* [What is required]: Write out every entry precisely as given, leaving the pictures out.

Items listed in a dataset
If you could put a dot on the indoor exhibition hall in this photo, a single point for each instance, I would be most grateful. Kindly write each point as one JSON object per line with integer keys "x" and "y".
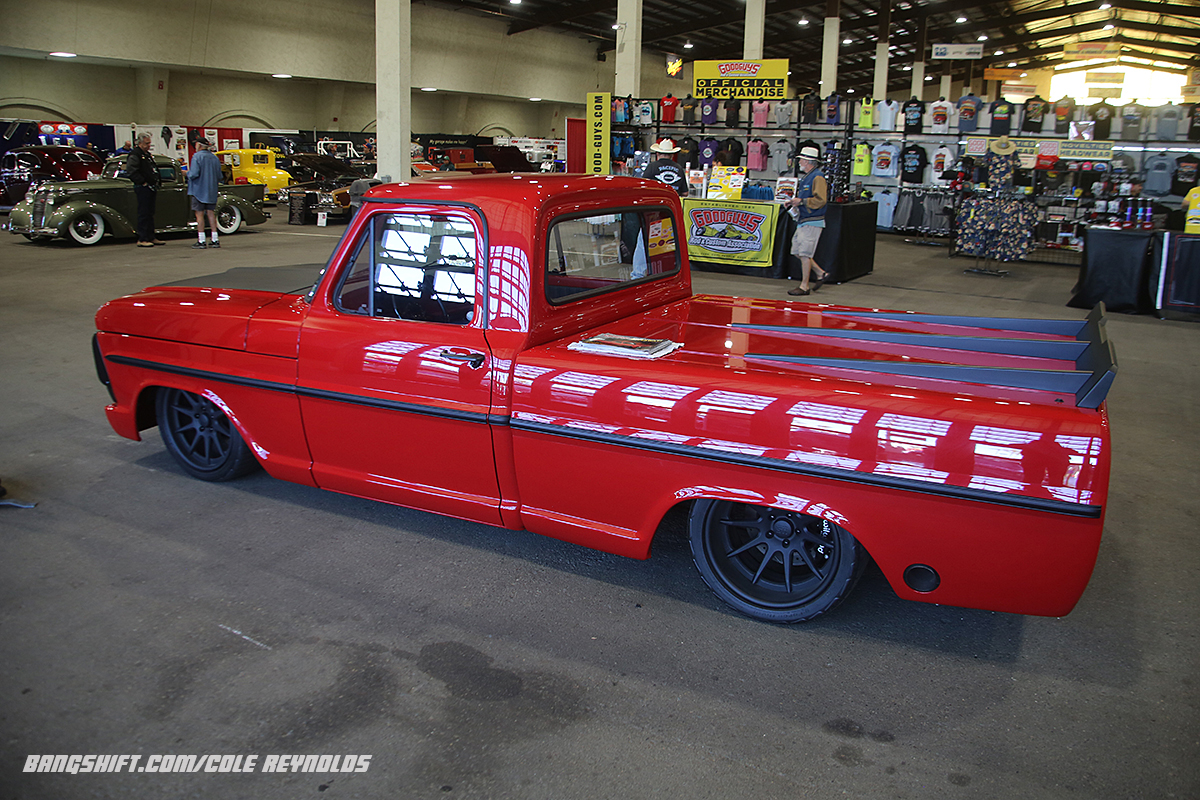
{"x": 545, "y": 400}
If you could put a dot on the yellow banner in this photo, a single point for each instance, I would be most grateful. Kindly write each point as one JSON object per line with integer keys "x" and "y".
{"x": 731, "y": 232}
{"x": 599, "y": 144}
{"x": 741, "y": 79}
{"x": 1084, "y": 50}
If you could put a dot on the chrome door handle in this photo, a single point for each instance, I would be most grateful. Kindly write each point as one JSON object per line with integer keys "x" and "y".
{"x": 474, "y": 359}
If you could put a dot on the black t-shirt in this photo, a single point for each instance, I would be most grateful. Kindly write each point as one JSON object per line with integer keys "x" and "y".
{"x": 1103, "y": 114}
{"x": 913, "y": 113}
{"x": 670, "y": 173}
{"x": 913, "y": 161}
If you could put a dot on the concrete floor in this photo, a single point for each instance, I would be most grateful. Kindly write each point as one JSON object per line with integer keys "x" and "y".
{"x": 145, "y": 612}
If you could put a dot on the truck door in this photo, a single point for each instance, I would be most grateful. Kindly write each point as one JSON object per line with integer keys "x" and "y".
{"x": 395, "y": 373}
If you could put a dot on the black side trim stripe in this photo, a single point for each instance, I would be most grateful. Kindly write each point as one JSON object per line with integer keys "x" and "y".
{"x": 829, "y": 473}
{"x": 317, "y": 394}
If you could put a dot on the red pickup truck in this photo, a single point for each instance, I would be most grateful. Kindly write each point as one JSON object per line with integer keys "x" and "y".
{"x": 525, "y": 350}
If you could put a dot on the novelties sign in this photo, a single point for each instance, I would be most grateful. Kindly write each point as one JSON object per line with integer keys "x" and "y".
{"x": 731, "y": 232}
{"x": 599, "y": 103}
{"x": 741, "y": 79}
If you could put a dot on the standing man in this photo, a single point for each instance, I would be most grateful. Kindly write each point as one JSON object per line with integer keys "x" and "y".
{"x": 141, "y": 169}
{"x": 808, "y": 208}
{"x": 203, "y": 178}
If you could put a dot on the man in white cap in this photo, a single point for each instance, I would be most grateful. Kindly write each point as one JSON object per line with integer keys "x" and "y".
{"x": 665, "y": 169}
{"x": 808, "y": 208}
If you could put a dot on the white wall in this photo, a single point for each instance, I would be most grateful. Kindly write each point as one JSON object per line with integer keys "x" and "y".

* [Answer to this problem]:
If you could put a dot on the indoor exhibition hall in this photo, a single point for each instance, I would be most grateful. Kindly write each point as one JSON object per line with integer keys "x" and "y".
{"x": 545, "y": 400}
If you could put a dot on the yellow banner in this photo, a single point for each instance, I would be most grateful. Kindly write each point as one JSON object per line with integer keys "x" and "y".
{"x": 731, "y": 232}
{"x": 599, "y": 144}
{"x": 741, "y": 79}
{"x": 1084, "y": 50}
If you could put a dot on the chrome door handle in this photo, a single point for each instance, I would be most grateful. Kindly write each point as one JSON object per line with integer keys "x" and "y".
{"x": 474, "y": 359}
If you could put a dot on the black t-shirt in this photo, a single point for each instance, I would be most grateful. Kindly write each point as one JSON object per line with integer keys "x" and "y".
{"x": 1103, "y": 114}
{"x": 913, "y": 113}
{"x": 670, "y": 173}
{"x": 913, "y": 161}
If you could put a dot on the concrete floor in this photo, a single point for each instance, I would be most grateful. Kindly write each point as one JSON object per line with integer keys "x" and "y".
{"x": 145, "y": 612}
If you could put a dot on the truck door in this photo, a single point for each instance, I would be most grateful. Kindly write each point as one JSON object per line with integer keys "x" and "y".
{"x": 395, "y": 373}
If you could put a dot on the black side trim stripe in this photo, a single point for each instance, I would be most grateful. Kindly write each point as one JSON object per line with integer keys "x" and "y".
{"x": 829, "y": 473}
{"x": 317, "y": 394}
If you could put a dot on the red pickup truck in this photo, a single point for each instance, I would be most grateful. Kindly write each point as one JSON object per line with integer keys "x" and "y".
{"x": 525, "y": 350}
If you could put a dot on the novelties sign in this photo, a single point for each instance, I would be most grateful. Kindly write each point as one JSON object per line with integer keys "x" and "y".
{"x": 731, "y": 232}
{"x": 599, "y": 103}
{"x": 741, "y": 79}
If you could put a dot on the standing man in this photo, a single point for each instance, I would be most grateful. Kindly write each point as one JSON object per line with integer keys "x" and "y".
{"x": 141, "y": 169}
{"x": 808, "y": 208}
{"x": 203, "y": 178}
If you could put a dot on the man in white cap in this photo, a single point for each instance, I would be most grateful. Kindly write each point as one JSON object per line with integer keys "x" and "y".
{"x": 665, "y": 169}
{"x": 808, "y": 208}
If you could put a dot on the white wall in this photo, a single point for each instance, I would be most grateful. Kindly write each point as one JSON object per line with integer keys "x" and "y".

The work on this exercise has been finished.